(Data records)
::::::::::

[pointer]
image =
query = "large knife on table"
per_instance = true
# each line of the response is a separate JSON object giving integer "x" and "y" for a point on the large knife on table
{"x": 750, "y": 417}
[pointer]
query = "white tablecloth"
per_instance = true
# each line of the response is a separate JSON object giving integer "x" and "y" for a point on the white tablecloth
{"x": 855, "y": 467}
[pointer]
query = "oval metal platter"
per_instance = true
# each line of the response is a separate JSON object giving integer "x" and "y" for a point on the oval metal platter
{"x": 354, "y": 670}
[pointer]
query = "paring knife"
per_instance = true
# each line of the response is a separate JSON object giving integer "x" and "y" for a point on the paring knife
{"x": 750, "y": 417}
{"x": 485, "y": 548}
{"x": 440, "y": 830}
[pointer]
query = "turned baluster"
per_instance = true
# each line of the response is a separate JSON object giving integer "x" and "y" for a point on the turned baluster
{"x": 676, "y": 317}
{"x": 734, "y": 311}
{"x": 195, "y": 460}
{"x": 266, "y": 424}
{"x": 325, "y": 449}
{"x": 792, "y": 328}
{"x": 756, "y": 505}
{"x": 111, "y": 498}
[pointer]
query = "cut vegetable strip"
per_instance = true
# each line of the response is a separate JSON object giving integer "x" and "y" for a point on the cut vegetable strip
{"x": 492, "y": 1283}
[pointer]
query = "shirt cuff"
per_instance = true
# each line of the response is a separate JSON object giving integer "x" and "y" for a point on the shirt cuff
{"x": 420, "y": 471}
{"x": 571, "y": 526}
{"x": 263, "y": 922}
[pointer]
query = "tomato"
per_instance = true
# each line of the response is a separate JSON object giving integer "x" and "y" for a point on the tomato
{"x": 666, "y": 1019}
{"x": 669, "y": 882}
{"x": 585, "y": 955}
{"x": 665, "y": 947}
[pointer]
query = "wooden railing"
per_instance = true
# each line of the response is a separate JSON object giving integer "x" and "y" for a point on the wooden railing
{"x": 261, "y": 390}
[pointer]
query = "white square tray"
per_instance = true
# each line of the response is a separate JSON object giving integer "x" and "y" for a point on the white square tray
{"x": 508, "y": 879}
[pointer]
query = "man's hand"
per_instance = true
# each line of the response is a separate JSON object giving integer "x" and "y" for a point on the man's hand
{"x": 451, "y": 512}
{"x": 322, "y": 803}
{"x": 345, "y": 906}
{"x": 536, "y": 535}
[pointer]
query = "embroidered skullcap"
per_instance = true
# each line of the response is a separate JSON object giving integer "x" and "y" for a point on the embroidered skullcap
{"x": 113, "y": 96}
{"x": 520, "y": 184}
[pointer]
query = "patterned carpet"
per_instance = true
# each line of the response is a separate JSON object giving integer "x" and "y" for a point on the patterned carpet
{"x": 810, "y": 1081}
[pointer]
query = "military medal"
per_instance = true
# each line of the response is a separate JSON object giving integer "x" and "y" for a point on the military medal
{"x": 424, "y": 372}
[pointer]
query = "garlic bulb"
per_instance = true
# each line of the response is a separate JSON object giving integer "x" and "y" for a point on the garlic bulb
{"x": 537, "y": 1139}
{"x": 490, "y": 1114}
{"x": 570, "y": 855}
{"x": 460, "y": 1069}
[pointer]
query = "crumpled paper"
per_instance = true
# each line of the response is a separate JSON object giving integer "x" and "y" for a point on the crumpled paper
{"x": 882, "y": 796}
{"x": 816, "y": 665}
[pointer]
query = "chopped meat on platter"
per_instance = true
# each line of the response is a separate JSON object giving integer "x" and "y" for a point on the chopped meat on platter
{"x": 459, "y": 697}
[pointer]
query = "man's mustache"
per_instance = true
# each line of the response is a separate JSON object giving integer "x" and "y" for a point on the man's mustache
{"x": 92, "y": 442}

::::::::::

Return, copied in full, every line of the data above that contains the word "paring".

query = "paring knife"
# each line of the response is a separate JSON object giving integer "x" and "y" for a point on the paring knife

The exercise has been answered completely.